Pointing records
* START *
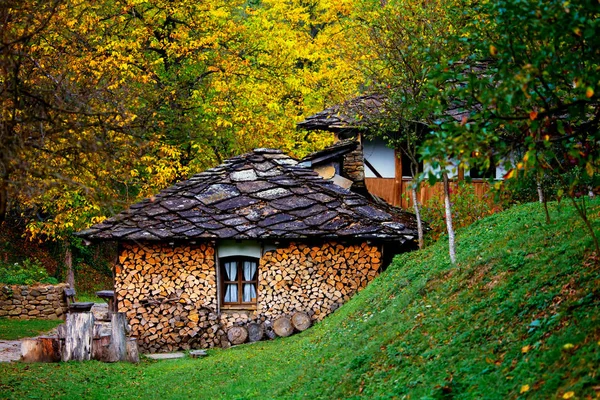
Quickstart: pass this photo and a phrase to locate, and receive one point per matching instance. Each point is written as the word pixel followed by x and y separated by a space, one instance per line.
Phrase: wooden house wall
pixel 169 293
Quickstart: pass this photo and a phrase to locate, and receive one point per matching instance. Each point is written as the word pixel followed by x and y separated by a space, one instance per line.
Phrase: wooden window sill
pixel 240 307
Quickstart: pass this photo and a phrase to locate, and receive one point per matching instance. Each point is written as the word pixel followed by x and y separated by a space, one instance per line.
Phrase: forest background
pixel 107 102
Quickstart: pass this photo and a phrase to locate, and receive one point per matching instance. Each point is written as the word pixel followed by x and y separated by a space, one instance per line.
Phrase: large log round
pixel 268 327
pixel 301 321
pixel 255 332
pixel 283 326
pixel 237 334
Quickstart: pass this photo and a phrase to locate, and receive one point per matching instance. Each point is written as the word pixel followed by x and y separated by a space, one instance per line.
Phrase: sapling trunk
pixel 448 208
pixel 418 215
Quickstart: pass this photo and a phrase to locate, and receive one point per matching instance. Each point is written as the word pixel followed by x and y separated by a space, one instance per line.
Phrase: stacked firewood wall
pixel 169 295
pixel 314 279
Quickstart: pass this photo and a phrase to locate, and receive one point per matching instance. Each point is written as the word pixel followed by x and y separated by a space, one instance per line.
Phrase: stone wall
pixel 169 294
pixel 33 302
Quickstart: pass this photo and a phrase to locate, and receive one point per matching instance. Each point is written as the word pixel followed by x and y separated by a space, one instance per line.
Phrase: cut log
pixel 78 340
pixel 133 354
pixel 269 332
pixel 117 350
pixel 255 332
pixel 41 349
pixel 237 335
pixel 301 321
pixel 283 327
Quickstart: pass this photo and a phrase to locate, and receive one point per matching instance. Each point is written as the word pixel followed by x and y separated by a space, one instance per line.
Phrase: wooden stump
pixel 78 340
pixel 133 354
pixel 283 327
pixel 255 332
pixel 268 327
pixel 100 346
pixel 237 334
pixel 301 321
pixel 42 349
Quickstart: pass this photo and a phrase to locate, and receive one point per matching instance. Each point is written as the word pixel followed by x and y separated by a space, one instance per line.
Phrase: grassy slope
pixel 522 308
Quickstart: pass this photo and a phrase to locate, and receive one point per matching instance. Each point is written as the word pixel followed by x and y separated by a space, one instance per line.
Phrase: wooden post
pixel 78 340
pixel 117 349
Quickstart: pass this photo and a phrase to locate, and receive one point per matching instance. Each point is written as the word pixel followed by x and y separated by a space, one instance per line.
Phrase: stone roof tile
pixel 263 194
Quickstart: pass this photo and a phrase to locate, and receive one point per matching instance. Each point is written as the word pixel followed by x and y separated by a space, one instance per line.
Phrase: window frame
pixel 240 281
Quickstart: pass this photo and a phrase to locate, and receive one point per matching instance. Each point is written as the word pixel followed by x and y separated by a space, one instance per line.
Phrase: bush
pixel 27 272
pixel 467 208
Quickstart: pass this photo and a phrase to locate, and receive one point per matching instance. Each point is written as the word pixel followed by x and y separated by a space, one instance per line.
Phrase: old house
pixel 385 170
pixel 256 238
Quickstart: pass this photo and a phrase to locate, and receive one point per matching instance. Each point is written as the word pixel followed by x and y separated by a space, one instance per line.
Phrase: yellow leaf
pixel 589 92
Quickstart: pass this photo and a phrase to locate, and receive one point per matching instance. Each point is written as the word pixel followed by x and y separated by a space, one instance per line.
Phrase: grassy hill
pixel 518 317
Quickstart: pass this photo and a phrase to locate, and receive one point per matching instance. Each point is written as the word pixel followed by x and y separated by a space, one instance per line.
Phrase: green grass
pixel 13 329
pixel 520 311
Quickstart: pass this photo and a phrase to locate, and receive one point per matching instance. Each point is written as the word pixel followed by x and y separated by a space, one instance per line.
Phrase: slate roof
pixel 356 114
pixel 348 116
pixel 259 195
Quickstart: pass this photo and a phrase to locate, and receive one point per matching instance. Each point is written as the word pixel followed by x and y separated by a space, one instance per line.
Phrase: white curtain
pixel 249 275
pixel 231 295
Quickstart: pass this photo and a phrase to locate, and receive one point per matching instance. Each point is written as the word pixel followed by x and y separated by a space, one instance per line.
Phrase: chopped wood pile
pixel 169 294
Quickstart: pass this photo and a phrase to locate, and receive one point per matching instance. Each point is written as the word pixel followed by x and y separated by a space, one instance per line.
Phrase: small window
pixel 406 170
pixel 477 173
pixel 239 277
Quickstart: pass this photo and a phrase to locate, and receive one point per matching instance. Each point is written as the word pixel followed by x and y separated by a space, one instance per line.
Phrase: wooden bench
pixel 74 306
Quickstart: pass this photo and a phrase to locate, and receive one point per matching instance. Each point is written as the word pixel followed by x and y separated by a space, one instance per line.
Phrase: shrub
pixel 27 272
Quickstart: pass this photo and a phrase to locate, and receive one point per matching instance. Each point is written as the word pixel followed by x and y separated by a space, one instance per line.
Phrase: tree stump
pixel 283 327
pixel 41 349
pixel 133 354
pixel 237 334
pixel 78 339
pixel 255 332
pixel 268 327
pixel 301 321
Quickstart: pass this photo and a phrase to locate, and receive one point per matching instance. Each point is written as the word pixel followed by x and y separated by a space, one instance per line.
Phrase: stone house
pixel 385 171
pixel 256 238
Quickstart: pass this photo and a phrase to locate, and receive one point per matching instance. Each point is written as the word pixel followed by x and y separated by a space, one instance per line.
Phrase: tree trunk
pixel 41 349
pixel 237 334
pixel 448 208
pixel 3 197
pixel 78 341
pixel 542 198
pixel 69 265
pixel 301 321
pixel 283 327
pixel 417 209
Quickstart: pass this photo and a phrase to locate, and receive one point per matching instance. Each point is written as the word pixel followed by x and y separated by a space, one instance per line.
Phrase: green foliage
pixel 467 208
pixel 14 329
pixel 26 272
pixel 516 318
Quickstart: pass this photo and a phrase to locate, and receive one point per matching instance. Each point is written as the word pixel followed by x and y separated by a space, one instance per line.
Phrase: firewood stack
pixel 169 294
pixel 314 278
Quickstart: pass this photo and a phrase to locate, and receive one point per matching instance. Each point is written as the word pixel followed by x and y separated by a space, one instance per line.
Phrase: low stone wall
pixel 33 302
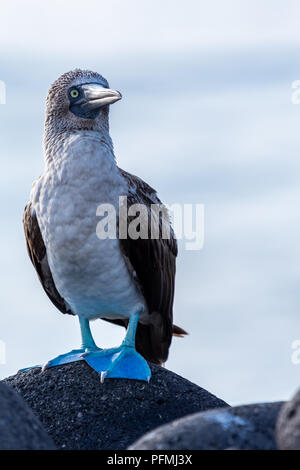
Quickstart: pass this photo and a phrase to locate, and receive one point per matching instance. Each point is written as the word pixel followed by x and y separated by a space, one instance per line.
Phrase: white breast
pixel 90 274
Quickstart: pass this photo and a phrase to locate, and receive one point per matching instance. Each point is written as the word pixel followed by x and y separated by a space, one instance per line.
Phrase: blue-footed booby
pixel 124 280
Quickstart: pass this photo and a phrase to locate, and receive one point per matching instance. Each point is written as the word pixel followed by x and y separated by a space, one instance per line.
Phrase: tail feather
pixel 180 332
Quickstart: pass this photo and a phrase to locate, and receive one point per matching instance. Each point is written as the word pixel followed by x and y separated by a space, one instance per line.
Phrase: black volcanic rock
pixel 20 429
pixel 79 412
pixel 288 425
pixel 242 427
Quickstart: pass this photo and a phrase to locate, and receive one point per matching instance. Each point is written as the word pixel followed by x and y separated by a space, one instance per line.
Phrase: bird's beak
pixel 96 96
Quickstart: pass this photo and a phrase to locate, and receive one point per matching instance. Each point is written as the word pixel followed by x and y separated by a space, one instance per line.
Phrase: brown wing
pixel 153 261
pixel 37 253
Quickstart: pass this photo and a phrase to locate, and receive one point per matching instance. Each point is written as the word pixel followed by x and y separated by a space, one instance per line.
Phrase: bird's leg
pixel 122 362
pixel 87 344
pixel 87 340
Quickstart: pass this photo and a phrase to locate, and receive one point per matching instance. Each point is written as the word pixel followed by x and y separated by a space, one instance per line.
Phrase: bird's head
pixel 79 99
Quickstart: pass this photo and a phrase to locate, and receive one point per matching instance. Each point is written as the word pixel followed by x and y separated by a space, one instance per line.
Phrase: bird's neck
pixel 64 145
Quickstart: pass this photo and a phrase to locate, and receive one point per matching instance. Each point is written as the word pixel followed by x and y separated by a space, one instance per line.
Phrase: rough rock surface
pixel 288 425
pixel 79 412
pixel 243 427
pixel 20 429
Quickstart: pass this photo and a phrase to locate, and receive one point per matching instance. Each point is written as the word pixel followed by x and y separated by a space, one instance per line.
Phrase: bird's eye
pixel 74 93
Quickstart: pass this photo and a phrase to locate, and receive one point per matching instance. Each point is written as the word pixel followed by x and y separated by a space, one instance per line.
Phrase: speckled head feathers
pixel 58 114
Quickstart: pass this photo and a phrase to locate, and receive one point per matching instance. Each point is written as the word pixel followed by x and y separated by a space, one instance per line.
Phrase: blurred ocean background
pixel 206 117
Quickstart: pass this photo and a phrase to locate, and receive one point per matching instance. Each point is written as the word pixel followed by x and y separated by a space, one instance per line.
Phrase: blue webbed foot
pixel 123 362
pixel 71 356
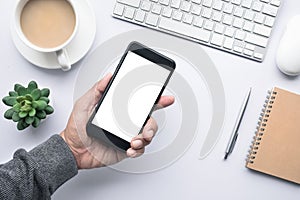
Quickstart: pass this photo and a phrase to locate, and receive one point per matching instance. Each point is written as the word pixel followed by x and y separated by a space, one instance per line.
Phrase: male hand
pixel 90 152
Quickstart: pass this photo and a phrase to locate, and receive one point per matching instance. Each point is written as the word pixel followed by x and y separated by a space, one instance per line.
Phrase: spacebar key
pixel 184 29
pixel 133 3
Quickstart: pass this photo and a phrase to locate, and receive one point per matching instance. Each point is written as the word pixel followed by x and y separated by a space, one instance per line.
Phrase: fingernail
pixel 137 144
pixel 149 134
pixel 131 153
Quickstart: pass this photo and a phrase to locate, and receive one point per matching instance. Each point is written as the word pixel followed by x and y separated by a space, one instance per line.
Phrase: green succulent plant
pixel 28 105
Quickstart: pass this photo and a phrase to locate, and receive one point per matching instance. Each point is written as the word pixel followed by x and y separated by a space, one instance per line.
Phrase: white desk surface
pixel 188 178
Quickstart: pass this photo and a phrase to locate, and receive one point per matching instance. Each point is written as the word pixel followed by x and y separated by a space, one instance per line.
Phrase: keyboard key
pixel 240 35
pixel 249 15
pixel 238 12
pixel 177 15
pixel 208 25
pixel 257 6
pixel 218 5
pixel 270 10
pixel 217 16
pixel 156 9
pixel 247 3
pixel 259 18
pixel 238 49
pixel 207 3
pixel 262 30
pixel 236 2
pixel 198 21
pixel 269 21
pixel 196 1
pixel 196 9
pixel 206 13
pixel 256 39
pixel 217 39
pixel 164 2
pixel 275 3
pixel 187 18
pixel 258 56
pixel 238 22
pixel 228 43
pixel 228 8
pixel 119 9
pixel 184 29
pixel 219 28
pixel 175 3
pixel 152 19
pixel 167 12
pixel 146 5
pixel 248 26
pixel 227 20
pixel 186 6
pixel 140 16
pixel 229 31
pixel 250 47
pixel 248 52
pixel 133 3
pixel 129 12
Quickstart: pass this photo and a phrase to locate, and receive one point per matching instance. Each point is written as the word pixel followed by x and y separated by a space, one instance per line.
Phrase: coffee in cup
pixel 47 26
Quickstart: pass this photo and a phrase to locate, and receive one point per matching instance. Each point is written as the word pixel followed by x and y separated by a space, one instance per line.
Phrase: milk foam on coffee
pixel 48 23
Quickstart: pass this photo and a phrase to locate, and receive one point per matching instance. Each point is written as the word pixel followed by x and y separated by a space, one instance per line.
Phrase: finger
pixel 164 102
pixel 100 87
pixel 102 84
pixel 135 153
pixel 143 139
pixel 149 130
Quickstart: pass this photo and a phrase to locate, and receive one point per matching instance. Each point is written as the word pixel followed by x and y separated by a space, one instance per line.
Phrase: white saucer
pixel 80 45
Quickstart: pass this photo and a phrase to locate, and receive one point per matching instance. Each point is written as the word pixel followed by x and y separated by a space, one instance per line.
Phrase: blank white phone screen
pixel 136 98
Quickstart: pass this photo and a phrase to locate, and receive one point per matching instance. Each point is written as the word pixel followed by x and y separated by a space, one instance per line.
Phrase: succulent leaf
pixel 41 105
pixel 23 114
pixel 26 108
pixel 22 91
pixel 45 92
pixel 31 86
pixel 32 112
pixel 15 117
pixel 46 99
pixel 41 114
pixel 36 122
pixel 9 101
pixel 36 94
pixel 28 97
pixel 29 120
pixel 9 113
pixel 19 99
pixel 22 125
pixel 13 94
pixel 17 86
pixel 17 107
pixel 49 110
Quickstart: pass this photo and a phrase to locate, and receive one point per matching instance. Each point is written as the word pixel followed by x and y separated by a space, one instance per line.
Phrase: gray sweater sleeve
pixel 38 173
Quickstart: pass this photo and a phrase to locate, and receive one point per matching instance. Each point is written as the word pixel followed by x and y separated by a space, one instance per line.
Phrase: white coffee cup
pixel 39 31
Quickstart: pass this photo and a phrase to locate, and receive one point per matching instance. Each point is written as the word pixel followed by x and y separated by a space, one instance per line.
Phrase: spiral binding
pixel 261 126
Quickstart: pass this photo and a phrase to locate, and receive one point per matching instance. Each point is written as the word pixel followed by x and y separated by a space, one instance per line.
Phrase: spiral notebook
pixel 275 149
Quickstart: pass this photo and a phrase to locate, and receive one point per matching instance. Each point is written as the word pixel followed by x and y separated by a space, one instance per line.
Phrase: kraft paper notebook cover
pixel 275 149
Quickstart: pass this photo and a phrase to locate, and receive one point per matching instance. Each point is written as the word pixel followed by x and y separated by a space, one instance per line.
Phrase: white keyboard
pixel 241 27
* END *
◆ STATED PROBLEM: Tally the lines of the listing above that contain the string "blue", treating uppercase and lowercase as different. Reply with the number alone.

◆ OUTPUT FOR THIS TASK: 2